--- Data to examine ---

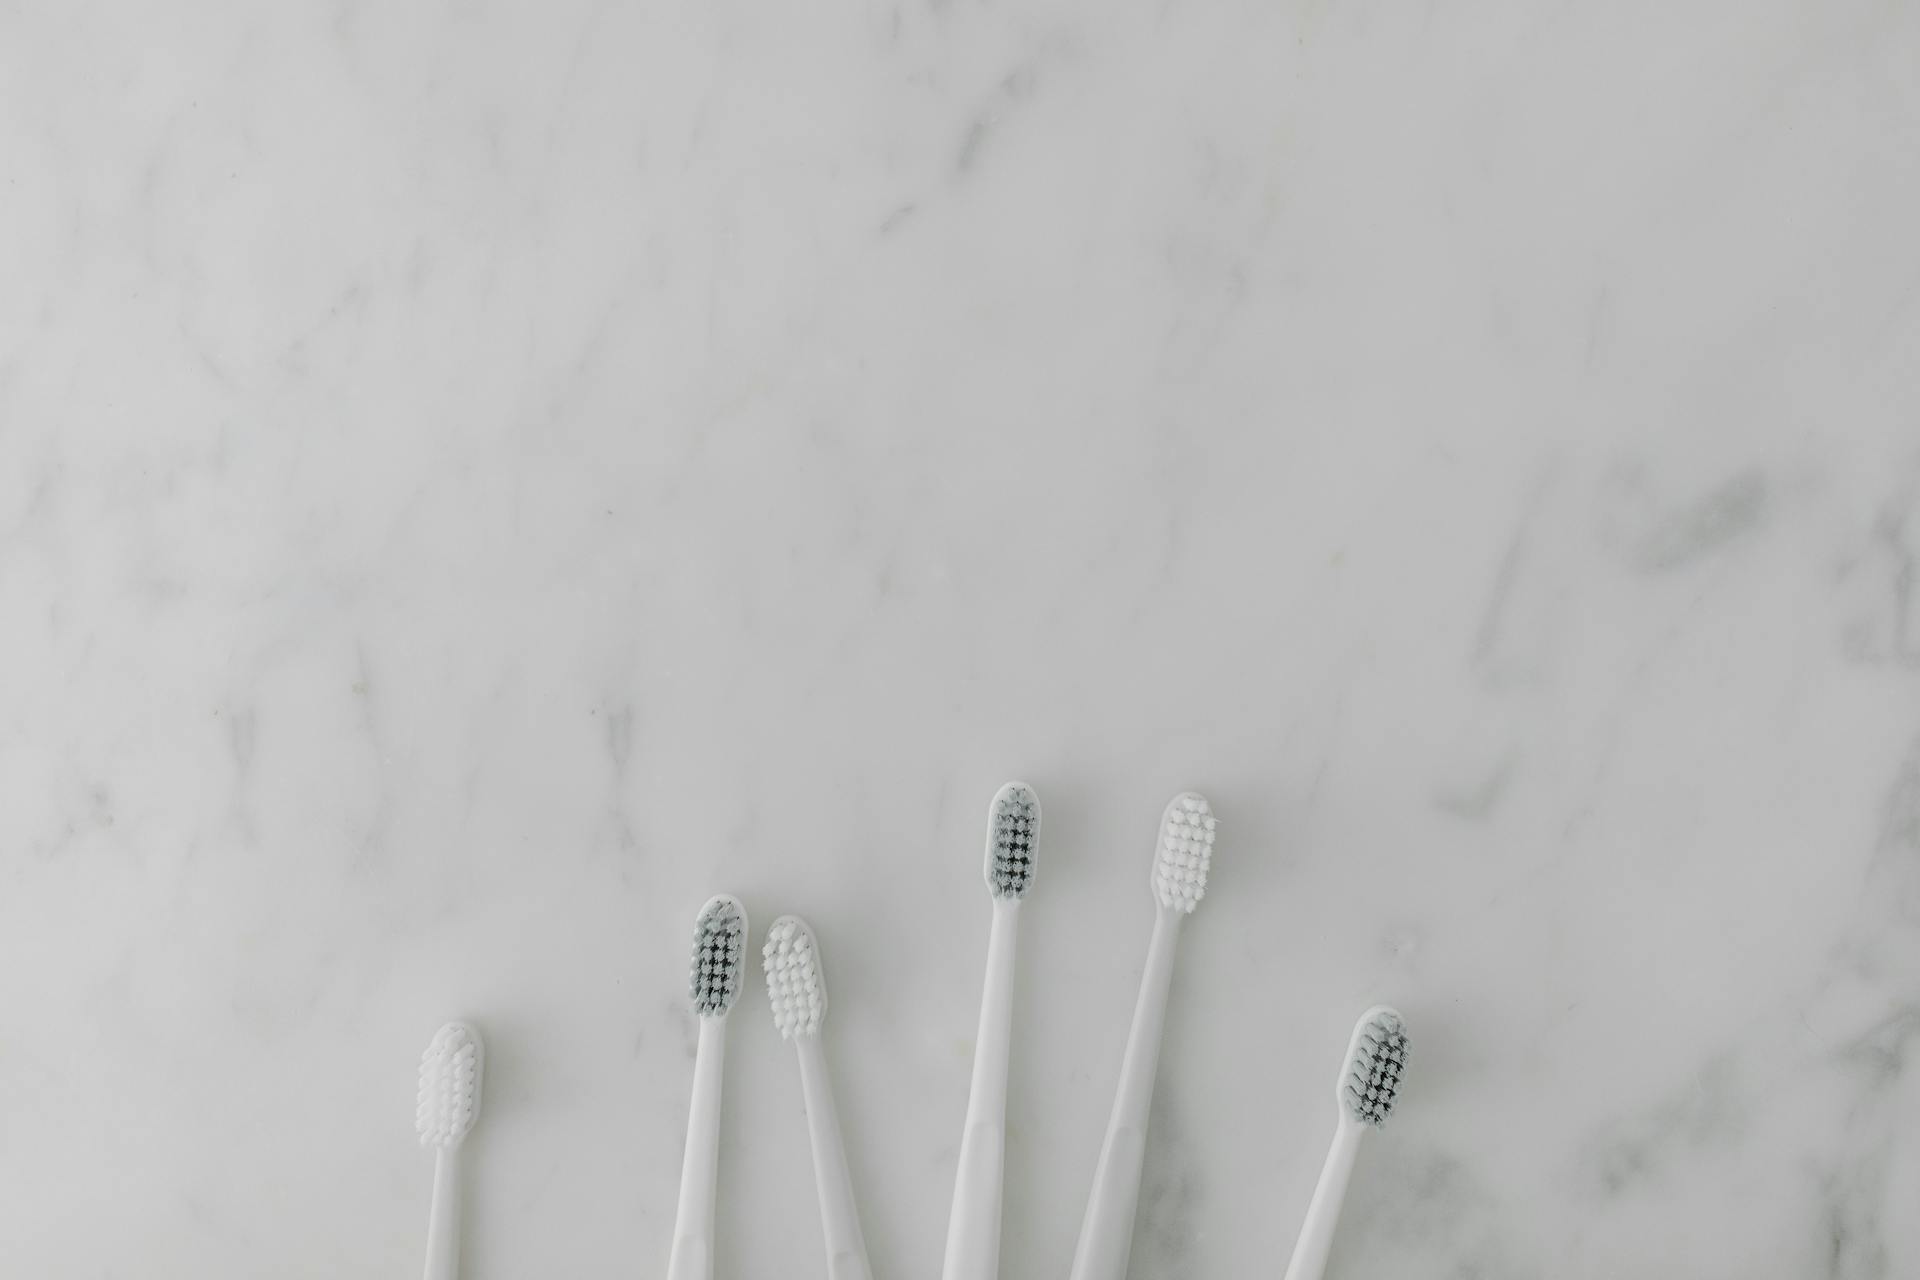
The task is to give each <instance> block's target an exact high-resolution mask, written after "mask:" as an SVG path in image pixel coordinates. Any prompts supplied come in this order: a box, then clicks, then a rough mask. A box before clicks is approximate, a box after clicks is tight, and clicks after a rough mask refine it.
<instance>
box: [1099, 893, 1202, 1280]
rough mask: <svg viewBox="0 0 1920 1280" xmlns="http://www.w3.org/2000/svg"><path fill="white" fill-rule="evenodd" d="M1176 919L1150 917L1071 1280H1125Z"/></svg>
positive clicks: (1158, 1061) (1179, 935) (1171, 914)
mask: <svg viewBox="0 0 1920 1280" xmlns="http://www.w3.org/2000/svg"><path fill="white" fill-rule="evenodd" d="M1181 919H1183V915H1181V913H1179V912H1171V910H1165V908H1162V910H1160V913H1158V915H1156V917H1154V940H1152V944H1148V948H1146V973H1144V975H1142V977H1140V1000H1139V1004H1135V1006H1133V1031H1131V1032H1129V1034H1127V1055H1125V1059H1121V1063H1119V1088H1117V1092H1116V1094H1114V1115H1112V1119H1108V1123H1106V1144H1104V1146H1102V1148H1100V1163H1098V1167H1096V1169H1094V1174H1092V1194H1091V1196H1089V1197H1087V1221H1085V1222H1083V1224H1081V1238H1079V1247H1077V1249H1073V1272H1071V1280H1125V1276H1127V1255H1129V1253H1131V1251H1133V1213H1135V1209H1137V1207H1139V1203H1140V1165H1142V1161H1144V1159H1146V1115H1148V1107H1152V1102H1154V1071H1156V1069H1158V1067H1160V1025H1162V1023H1164V1021H1165V1013H1167V988H1169V986H1171V983H1173V944H1175V942H1177V940H1179V936H1181Z"/></svg>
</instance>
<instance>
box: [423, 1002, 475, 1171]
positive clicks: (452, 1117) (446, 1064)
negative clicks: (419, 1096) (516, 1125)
mask: <svg viewBox="0 0 1920 1280" xmlns="http://www.w3.org/2000/svg"><path fill="white" fill-rule="evenodd" d="M480 1065H482V1052H480V1032H478V1031H474V1029H472V1027H468V1025H467V1023H447V1025H445V1027H442V1029H440V1031H438V1032H436V1034H434V1040H432V1044H428V1046H426V1052H424V1054H420V1102H419V1105H417V1107H415V1113H413V1123H415V1128H417V1130H419V1132H420V1146H430V1148H457V1146H459V1144H461V1138H465V1136H467V1132H468V1130H470V1128H472V1126H474V1119H476V1117H478V1115H480Z"/></svg>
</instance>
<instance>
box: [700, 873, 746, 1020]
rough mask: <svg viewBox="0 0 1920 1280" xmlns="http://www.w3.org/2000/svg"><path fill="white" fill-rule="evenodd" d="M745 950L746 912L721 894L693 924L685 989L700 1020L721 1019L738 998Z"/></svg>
mask: <svg viewBox="0 0 1920 1280" xmlns="http://www.w3.org/2000/svg"><path fill="white" fill-rule="evenodd" d="M745 950H747V912H745V908H741V904H739V902H737V900H735V898H730V896H726V894H720V896H718V898H714V900H712V902H708V904H707V906H705V908H701V913H699V919H695V921H693V971H691V973H689V975H687V990H689V994H691V996H693V1011H695V1013H699V1015H701V1017H724V1015H726V1011H728V1009H732V1007H733V1000H737V998H739V986H741V971H743V963H741V958H743V956H745Z"/></svg>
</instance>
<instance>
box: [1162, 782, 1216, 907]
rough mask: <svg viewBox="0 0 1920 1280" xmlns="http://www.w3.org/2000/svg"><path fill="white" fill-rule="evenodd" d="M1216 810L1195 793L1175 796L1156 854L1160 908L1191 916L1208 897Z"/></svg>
mask: <svg viewBox="0 0 1920 1280" xmlns="http://www.w3.org/2000/svg"><path fill="white" fill-rule="evenodd" d="M1213 827H1215V819H1213V808H1212V806H1210V804H1208V802H1206V796H1198V794H1194V793H1192V791H1187V793H1181V794H1177V796H1173V802H1171V804H1167V812H1165V816H1162V819H1160V848H1158V850H1156V854H1154V896H1156V898H1160V906H1167V908H1173V910H1175V912H1192V910H1194V908H1196V906H1198V904H1200V898H1204V896H1206V871H1208V865H1210V864H1212V862H1213Z"/></svg>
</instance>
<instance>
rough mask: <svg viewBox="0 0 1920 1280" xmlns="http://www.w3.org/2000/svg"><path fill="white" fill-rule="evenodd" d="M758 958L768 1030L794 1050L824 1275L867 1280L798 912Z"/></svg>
mask: <svg viewBox="0 0 1920 1280" xmlns="http://www.w3.org/2000/svg"><path fill="white" fill-rule="evenodd" d="M762 960H764V961H766V994H768V1000H770V1002H772V1006H774V1027H778V1029H780V1034H781V1038H785V1040H793V1048H795V1050H799V1055H801V1090H803V1094H804V1098H806V1130H808V1134H810V1136H812V1142H814V1182H818V1184H820V1224H822V1228H824V1232H826V1242H828V1280H872V1276H874V1270H872V1267H868V1261H866V1240H864V1238H862V1236H860V1213H858V1211H856V1209H854V1203H852V1178H851V1176H849V1174H847V1148H845V1146H843V1144H841V1132H839V1113H837V1111H835V1107H833V1082H831V1080H829V1079H828V1057H826V1050H824V1048H822V1046H820V1025H822V1023H824V1021H826V1015H828V983H826V973H822V969H820V946H818V944H816V942H814V931H812V929H808V927H806V921H803V919H801V917H799V915H781V917H780V919H776V921H774V925H772V927H770V929H768V931H766V948H764V950H762Z"/></svg>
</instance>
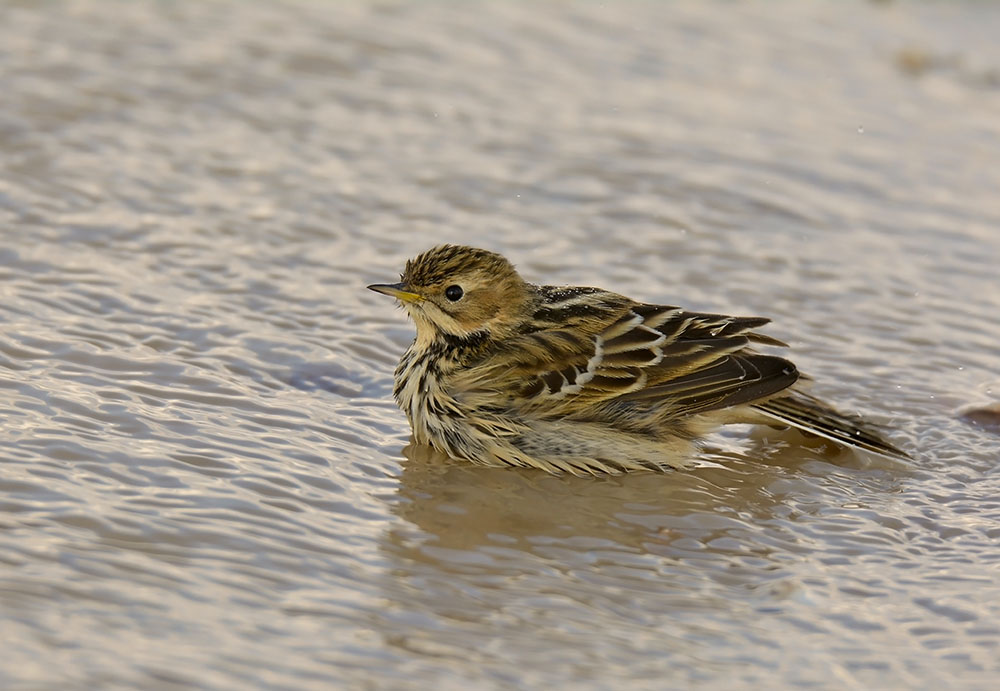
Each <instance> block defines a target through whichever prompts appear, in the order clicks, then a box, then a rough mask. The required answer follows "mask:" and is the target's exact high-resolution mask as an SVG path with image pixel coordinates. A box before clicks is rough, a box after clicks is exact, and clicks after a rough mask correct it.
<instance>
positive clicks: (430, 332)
mask: <svg viewBox="0 0 1000 691" xmlns="http://www.w3.org/2000/svg"><path fill="white" fill-rule="evenodd" d="M400 279H401V280H400V282H399V283H393V284H385V285H383V284H376V285H370V286H368V288H369V290H374V291H375V292H377V293H382V294H384V295H389V296H391V297H394V298H396V299H397V300H399V301H400V303H401V304H402V305H403V307H405V308H406V311H407V312H409V314H410V316H411V317H412V318H413V321H414V323H415V324H416V327H417V340H418V341H424V342H427V343H429V342H432V341H434V340H437V339H440V338H447V337H451V338H453V339H458V340H467V339H471V338H486V339H497V338H504V337H506V336H509V335H511V334H513V333H515V332H517V330H518V328H519V327H520V326H521V324H523V323H524V321H525V319H526V318H527V315H529V314H530V309H529V306H530V303H531V299H532V290H531V286H530V285H529V284H528V283H526V282H525V281H524V279H522V278H521V277H520V275H518V273H517V271H516V270H515V269H514V267H513V265H511V263H510V262H509V261H507V260H506V259H504V258H503V257H502V256H500V255H499V254H496V253H495V252H488V251H486V250H481V249H476V248H474V247H465V246H462V245H441V246H439V247H435V248H433V249H430V250H427V251H426V252H424V253H423V254H421V255H419V256H417V257H414V258H413V259H411V260H409V261H408V262H406V268H405V269H404V270H403V273H402V275H400Z"/></svg>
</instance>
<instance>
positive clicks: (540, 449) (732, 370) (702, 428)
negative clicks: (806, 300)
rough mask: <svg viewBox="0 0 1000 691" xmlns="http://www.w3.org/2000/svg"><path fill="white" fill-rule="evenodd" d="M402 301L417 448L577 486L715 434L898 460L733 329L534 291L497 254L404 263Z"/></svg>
mask: <svg viewBox="0 0 1000 691" xmlns="http://www.w3.org/2000/svg"><path fill="white" fill-rule="evenodd" d="M369 288H371V289H372V290H375V291H377V292H380V293H384V294H387V295H390V296H392V297H395V298H397V299H398V300H399V301H400V302H401V303H402V304H403V306H404V307H405V308H406V310H407V312H408V313H409V314H410V316H411V317H412V318H413V320H414V323H415V325H416V329H417V334H416V338H415V339H414V341H413V343H412V344H411V346H410V347H409V349H407V351H406V353H405V354H404V355H403V358H402V360H401V361H400V363H399V366H398V367H397V368H396V373H395V388H394V396H395V398H396V401H397V402H398V403H399V406H400V407H401V408H402V409H403V411H404V412H405V413H406V415H407V417H408V418H409V421H410V425H411V427H412V428H413V435H414V440H415V441H416V442H417V443H422V444H429V445H431V446H433V447H435V448H436V449H438V450H439V451H442V452H444V453H446V454H448V455H450V456H453V457H456V458H460V459H465V460H468V461H471V462H473V463H483V464H488V465H511V466H522V467H534V468H541V469H543V470H547V471H549V472H570V473H575V474H590V473H620V472H625V471H630V470H640V469H650V470H662V469H667V468H676V467H682V466H684V465H685V464H686V463H687V462H688V461H689V460H690V458H691V452H692V450H693V442H694V441H695V440H697V439H698V437H700V436H701V435H702V434H704V433H706V432H708V431H710V430H711V429H713V428H714V427H716V426H718V425H720V424H726V423H736V422H751V423H762V424H770V425H779V426H785V425H788V426H792V427H797V428H799V429H802V430H805V431H807V432H811V433H813V434H817V435H820V436H823V437H826V438H828V439H832V440H834V441H837V442H840V443H842V444H846V445H849V446H853V447H857V448H861V449H865V450H868V451H872V452H875V453H880V454H885V455H891V456H905V454H904V453H903V452H901V451H900V450H898V449H897V448H896V447H894V446H893V445H892V444H890V443H889V442H887V441H885V440H884V439H883V438H882V437H881V435H880V434H879V433H878V432H877V431H875V430H873V429H872V428H871V427H869V426H867V425H866V424H865V423H863V422H862V421H861V420H860V419H859V418H857V417H855V416H847V415H844V414H843V413H840V412H838V411H836V410H834V409H833V408H831V407H829V406H827V405H826V404H824V403H822V402H821V401H819V400H818V399H816V398H814V397H812V396H810V395H808V394H806V393H804V392H803V391H802V377H801V376H800V374H799V372H798V370H797V369H796V368H795V365H793V364H792V363H791V362H790V361H788V360H786V359H784V358H782V357H777V356H774V355H767V354H763V353H759V352H757V351H756V350H754V348H753V346H754V345H765V346H784V345H785V344H783V343H782V342H781V341H778V340H776V339H774V338H771V337H770V336H766V335H764V334H761V333H758V332H757V331H756V329H758V328H759V327H761V326H763V325H765V324H767V323H768V321H769V320H768V319H765V318H762V317H728V316H724V315H719V314H704V313H699V312H689V311H686V310H683V309H681V308H679V307H671V306H666V305H652V304H646V303H641V302H637V301H635V300H632V299H630V298H627V297H625V296H623V295H618V294H616V293H612V292H609V291H605V290H601V289H599V288H589V287H556V286H536V285H532V284H530V283H527V282H526V281H524V280H523V279H522V278H521V276H520V275H519V274H518V273H517V271H516V270H515V269H514V267H513V266H512V265H511V264H510V262H508V261H507V260H506V259H505V258H503V257H502V256H500V255H499V254H495V253H493V252H488V251H486V250H480V249H475V248H471V247H463V246H456V245H444V246H440V247H435V248H433V249H431V250H428V251H427V252H425V253H423V254H421V255H420V256H418V257H416V258H414V259H411V260H410V261H409V262H407V264H406V267H405V270H404V271H403V274H402V276H401V281H400V282H399V283H396V284H392V285H374V286H369Z"/></svg>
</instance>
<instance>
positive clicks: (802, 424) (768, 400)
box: [753, 391, 910, 459]
mask: <svg viewBox="0 0 1000 691" xmlns="http://www.w3.org/2000/svg"><path fill="white" fill-rule="evenodd" d="M753 407H754V408H755V409H757V410H758V411H760V412H762V413H764V414H765V415H766V416H767V417H770V418H772V419H774V420H776V421H778V422H783V423H785V424H787V425H790V426H792V427H795V428H796V429H800V430H802V431H804V432H809V433H810V434H815V435H817V436H820V437H823V438H824V439H830V440H831V441H835V442H840V443H841V444H847V445H848V446H856V447H858V448H861V449H865V450H866V451H872V452H874V453H878V454H882V455H886V456H895V457H898V458H907V459H908V458H910V455H909V454H907V453H906V452H905V451H902V450H901V449H899V448H897V447H896V446H894V445H893V444H891V443H889V442H888V441H886V440H885V439H883V438H882V436H881V435H880V434H879V433H878V432H876V431H875V430H873V429H871V427H869V426H868V424H867V423H865V422H864V420H862V419H861V417H860V416H858V415H848V414H845V413H841V412H840V411H838V410H835V409H833V408H831V407H830V406H828V405H826V404H825V403H823V402H822V401H820V400H819V399H818V398H815V397H813V396H810V395H808V394H806V393H803V392H801V391H795V392H792V393H791V394H789V395H788V396H779V397H775V398H772V399H770V400H767V401H762V402H759V403H755V404H754V405H753Z"/></svg>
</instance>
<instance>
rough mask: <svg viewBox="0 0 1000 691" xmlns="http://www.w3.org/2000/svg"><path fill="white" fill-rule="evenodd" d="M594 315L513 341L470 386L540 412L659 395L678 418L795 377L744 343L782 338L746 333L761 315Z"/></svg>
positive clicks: (782, 362)
mask: <svg viewBox="0 0 1000 691" xmlns="http://www.w3.org/2000/svg"><path fill="white" fill-rule="evenodd" d="M595 322H596V323H597V330H596V331H593V332H588V331H587V330H586V329H585V328H583V324H581V323H576V324H573V326H572V327H570V328H545V329H539V330H537V331H533V332H530V333H527V334H523V335H520V336H517V337H514V338H512V339H509V340H508V341H507V342H506V343H505V344H504V345H503V348H502V350H501V351H500V352H499V353H497V354H495V356H494V357H491V358H489V359H488V361H485V362H484V363H483V364H481V365H479V366H476V367H473V368H471V369H470V371H469V372H467V376H468V377H469V380H467V384H471V385H467V387H466V389H467V390H470V389H476V388H478V389H479V390H484V389H488V390H489V391H490V396H489V398H490V399H492V401H494V402H495V401H496V400H497V399H496V396H495V395H496V394H497V393H501V394H504V395H506V397H507V400H508V401H509V404H510V406H511V407H514V408H518V409H520V410H522V411H525V412H528V411H530V412H532V413H533V414H536V415H541V416H564V415H570V414H572V415H580V414H586V411H587V410H593V409H594V408H595V407H596V406H599V405H602V404H606V403H609V402H612V401H615V402H623V403H639V402H648V403H654V402H655V403H656V404H660V403H661V402H662V403H663V404H665V405H669V407H670V408H671V409H673V410H674V411H675V414H676V415H677V416H684V415H688V414H694V413H699V412H707V411H709V410H716V409H719V408H726V407H730V406H734V405H739V404H741V403H746V402H749V401H755V400H759V399H761V398H763V397H766V396H769V395H771V394H773V393H775V392H777V391H780V390H782V389H784V388H786V387H788V386H790V385H791V384H792V383H794V381H795V380H796V379H797V378H798V372H797V371H796V369H795V367H794V365H792V364H791V363H790V362H788V361H787V360H784V359H782V358H778V357H773V356H768V355H760V354H758V353H754V352H753V351H751V350H748V349H747V346H748V345H749V344H750V343H751V342H757V343H763V344H768V345H784V344H782V343H781V342H780V341H777V340H776V339H772V338H770V337H768V336H764V335H761V334H757V333H754V332H753V331H752V329H754V328H756V327H759V326H762V325H763V324H766V323H767V322H768V320H767V319H764V318H758V317H726V316H723V315H716V314H701V313H695V312H687V311H684V310H681V309H680V308H677V307H669V306H662V305H645V304H636V303H628V304H618V305H617V306H616V308H615V309H614V310H611V309H609V310H608V311H606V312H605V313H603V314H600V315H591V317H590V319H588V324H587V326H589V327H591V328H593V325H594V323H595ZM473 381H474V382H475V384H472V382H473ZM485 398H486V397H484V399H485Z"/></svg>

---

> [Task details]
Rewrite the material from its start through the line containing "positive clicks: (1158, 1061)", swapping "rough mask" for "coarse mask" and leaving everything else unchanged. Omit the picture.

> [Response to this exercise]
The task is to give each <instance> block's target an exact high-resolution mask, written after "mask:" as an SVG path in image pixel coordinates. Any prompts supplied come in this order: a box, then clicks, then a coarse mask. A box before clicks is approximate, a box after clicks is tight, and clicks after a coarse mask refine it.
<instance>
box: [1099, 893, 1202, 1280]
coarse mask: <svg viewBox="0 0 1920 1280" xmlns="http://www.w3.org/2000/svg"><path fill="white" fill-rule="evenodd" d="M1176 919L1150 917L1071 1280H1125Z"/></svg>
positive clicks: (1158, 1061) (1179, 935) (1171, 914)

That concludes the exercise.